■ Task to carry out
Will you give every entry again exactly as it stands?

■ Records provided

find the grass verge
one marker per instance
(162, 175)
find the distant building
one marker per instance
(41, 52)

■ Response to this task
find the grass verge
one marker per instance
(162, 175)
find the distant building
one marker per instance
(41, 52)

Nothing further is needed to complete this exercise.